(DATA PROVIDED begins)

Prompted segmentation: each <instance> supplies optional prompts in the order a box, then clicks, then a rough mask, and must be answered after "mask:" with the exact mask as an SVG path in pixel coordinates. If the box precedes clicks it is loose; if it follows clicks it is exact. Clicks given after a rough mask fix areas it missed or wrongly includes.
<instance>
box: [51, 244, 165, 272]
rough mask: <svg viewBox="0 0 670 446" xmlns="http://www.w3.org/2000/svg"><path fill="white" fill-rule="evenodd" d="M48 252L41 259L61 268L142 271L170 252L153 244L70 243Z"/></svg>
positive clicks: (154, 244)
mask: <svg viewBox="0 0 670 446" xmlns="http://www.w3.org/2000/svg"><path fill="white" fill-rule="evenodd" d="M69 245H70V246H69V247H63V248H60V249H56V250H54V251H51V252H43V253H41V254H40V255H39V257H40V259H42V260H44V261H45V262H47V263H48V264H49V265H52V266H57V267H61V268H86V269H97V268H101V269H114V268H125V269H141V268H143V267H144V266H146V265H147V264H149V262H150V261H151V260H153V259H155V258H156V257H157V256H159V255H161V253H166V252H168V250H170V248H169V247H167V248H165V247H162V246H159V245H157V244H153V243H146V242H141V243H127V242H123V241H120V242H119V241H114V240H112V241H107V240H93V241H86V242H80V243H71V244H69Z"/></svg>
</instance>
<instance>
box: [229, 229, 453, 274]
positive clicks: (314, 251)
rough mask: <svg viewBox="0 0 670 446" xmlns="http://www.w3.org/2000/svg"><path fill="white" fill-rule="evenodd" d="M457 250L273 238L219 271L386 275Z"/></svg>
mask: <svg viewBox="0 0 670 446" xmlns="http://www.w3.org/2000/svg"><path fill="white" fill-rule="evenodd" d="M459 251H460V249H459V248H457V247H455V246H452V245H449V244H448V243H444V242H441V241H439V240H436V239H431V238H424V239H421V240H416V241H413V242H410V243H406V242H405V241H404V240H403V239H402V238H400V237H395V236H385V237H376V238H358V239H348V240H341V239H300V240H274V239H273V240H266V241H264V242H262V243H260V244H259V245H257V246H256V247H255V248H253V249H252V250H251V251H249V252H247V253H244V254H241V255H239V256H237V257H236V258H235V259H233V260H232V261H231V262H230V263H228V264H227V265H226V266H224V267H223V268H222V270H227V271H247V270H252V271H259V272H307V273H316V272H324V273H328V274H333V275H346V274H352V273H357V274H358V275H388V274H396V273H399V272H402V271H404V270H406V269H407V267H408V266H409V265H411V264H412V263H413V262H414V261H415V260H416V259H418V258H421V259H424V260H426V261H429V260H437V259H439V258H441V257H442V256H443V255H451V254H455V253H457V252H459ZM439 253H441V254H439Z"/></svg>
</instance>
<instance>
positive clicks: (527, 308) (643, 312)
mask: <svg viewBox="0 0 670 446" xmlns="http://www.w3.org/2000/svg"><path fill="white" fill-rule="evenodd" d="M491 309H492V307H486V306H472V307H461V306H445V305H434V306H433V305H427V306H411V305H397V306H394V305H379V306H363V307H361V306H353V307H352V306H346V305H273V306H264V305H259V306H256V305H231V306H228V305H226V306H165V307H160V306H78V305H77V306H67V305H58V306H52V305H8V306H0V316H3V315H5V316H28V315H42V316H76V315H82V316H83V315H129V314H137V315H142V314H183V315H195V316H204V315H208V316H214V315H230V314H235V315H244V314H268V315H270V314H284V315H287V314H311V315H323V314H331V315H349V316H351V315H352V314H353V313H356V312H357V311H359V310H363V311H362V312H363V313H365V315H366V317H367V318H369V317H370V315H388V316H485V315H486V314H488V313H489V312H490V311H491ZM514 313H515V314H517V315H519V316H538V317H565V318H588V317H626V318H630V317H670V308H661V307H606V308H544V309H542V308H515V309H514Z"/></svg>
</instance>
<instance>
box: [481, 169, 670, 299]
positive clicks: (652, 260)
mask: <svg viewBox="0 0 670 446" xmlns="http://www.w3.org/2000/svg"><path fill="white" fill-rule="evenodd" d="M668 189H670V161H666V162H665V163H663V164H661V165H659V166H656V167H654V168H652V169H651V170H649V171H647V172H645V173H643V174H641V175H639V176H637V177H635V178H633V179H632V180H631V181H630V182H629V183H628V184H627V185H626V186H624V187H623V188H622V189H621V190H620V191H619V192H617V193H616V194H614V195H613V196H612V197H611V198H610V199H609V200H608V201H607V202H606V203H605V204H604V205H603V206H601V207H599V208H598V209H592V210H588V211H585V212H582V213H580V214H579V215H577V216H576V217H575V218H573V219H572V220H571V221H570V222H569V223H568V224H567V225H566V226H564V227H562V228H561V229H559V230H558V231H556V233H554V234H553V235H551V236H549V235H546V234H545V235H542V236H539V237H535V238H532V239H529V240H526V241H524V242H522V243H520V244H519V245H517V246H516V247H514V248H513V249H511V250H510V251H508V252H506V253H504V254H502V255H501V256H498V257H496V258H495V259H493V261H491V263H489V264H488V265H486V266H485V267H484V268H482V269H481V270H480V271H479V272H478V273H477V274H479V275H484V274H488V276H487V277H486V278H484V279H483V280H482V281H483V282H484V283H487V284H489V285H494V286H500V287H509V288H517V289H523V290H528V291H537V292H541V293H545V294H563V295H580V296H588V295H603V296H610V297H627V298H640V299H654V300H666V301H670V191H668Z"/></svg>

(DATA PROVIDED ends)

* ABOUT THIS TASK: The response should consist of the entries, retyped exactly and in full.

* TASK ANSWER:
Prompted segmentation: each <instance> supplies optional prompts in the order a box, then clicks, then a rough mask, and must be answered after "mask:" with the exact mask as an SVG path in pixel coordinates. If the box precedes clicks it is loose; if it follows clicks it is exact. Clicks given after a rough mask fix areas it missed or wrongly includes.
<instance>
box: [51, 244, 165, 272]
rough mask: <svg viewBox="0 0 670 446" xmlns="http://www.w3.org/2000/svg"><path fill="white" fill-rule="evenodd" d="M48 252L41 259L61 268L142 271L170 252L153 244L70 243Z"/></svg>
positive clicks: (154, 244)
mask: <svg viewBox="0 0 670 446" xmlns="http://www.w3.org/2000/svg"><path fill="white" fill-rule="evenodd" d="M69 245H70V246H69V247H63V248H60V249H56V250H54V251H51V252H43V253H41V254H40V255H39V257H40V259H42V260H44V261H45V262H47V263H48V264H49V265H52V266H57V267H61V268H86V269H97V268H101V269H114V268H125V269H141V268H143V267H144V266H146V265H147V264H149V262H150V261H151V260H153V259H155V258H156V257H157V256H159V255H161V253H166V252H168V250H170V248H169V247H167V248H165V247H162V246H159V245H157V244H153V243H146V242H141V243H127V242H123V241H120V242H119V241H114V240H112V241H107V240H93V241H86V242H80V243H71V244H69Z"/></svg>
</instance>
<instance>
box: [229, 229, 453, 274]
positive clicks: (314, 251)
rough mask: <svg viewBox="0 0 670 446" xmlns="http://www.w3.org/2000/svg"><path fill="white" fill-rule="evenodd" d="M457 250L273 238L219 271L386 275Z"/></svg>
mask: <svg viewBox="0 0 670 446" xmlns="http://www.w3.org/2000/svg"><path fill="white" fill-rule="evenodd" d="M459 251H460V249H459V248H457V247H455V246H452V245H449V244H448V243H444V242H441V241H439V240H436V239H431V238H424V239H421V240H416V241H413V242H410V243H406V242H405V241H404V240H403V239H402V238H400V237H395V236H385V237H376V238H358V239H348V240H341V239H300V240H274V239H273V240H266V241H264V242H262V243H260V244H259V245H257V246H256V247H255V248H253V249H252V250H251V251H249V252H247V253H244V254H241V255H239V256H237V257H236V258H235V259H233V260H232V261H231V262H230V263H228V264H227V265H226V266H224V267H223V268H222V270H227V271H247V270H252V271H259V272H307V273H316V272H324V273H328V274H333V275H346V274H352V273H357V274H358V275H388V274H396V273H399V272H402V271H404V270H406V269H407V267H408V266H409V265H411V264H412V263H413V262H414V261H415V260H416V259H418V258H421V259H424V260H426V261H429V260H437V259H439V258H441V257H442V256H443V255H451V254H455V253H457V252H459ZM439 253H441V254H439Z"/></svg>
</instance>
<instance>
positive clicks: (527, 308) (643, 312)
mask: <svg viewBox="0 0 670 446" xmlns="http://www.w3.org/2000/svg"><path fill="white" fill-rule="evenodd" d="M491 309H492V307H486V306H472V307H461V306H445V305H434V306H433V305H427V306H411V305H397V306H394V305H379V306H363V307H361V306H353V307H352V306H346V305H273V306H264V305H259V306H256V305H231V306H228V305H226V306H165V307H160V306H78V305H77V306H67V305H58V306H52V305H8V306H0V316H3V315H5V316H28V315H42V316H76V315H82V316H83V315H129V314H137V315H142V314H183V315H195V316H204V315H208V316H214V315H230V314H235V315H244V314H268V315H270V314H284V315H287V314H311V315H323V314H331V315H349V316H351V315H352V314H353V313H356V312H357V311H359V310H363V311H362V312H363V313H365V315H366V317H367V318H369V317H370V315H388V316H485V315H486V314H488V313H489V312H490V311H491ZM514 313H515V314H517V315H519V316H538V317H565V318H588V317H626V318H630V317H670V308H661V307H606V308H544V309H542V308H515V309H514Z"/></svg>
</instance>
<instance>
box: [481, 169, 670, 299]
positive clicks: (652, 260)
mask: <svg viewBox="0 0 670 446" xmlns="http://www.w3.org/2000/svg"><path fill="white" fill-rule="evenodd" d="M668 189H670V161H666V162H665V163H663V164H661V165H659V166H656V167H654V168H652V169H651V170H649V171H647V172H645V173H643V174H641V175H639V176H637V177H635V178H633V179H632V180H631V181H630V182H629V183H628V184H627V185H626V186H624V187H623V188H622V189H621V190H620V191H619V192H617V193H616V194H614V195H613V196H612V197H611V198H610V199H609V200H608V201H607V202H606V203H605V204H604V205H603V206H601V207H599V208H598V209H592V210H588V211H585V212H582V213H580V214H579V215H577V216H576V217H575V218H573V219H572V220H571V221H570V222H569V223H568V224H567V225H566V226H564V227H562V228H561V229H559V230H558V231H556V233H554V234H553V235H551V236H549V235H546V234H545V235H542V236H539V237H535V238H532V239H529V240H526V241H524V242H522V243H520V244H519V245H517V246H516V247H514V248H513V249H511V250H510V251H508V252H506V253H504V254H502V255H501V256H498V257H496V258H495V259H493V261H491V263H489V264H488V265H486V266H485V267H484V268H482V269H481V270H480V271H479V272H478V273H477V274H479V275H484V274H488V276H487V277H486V278H484V279H483V280H482V281H483V282H484V283H487V284H489V285H494V286H500V287H509V288H517V289H523V290H528V291H537V292H541V293H545V294H563V295H580V296H588V295H603V296H610V297H627V298H640V299H654V300H666V301H670V191H668Z"/></svg>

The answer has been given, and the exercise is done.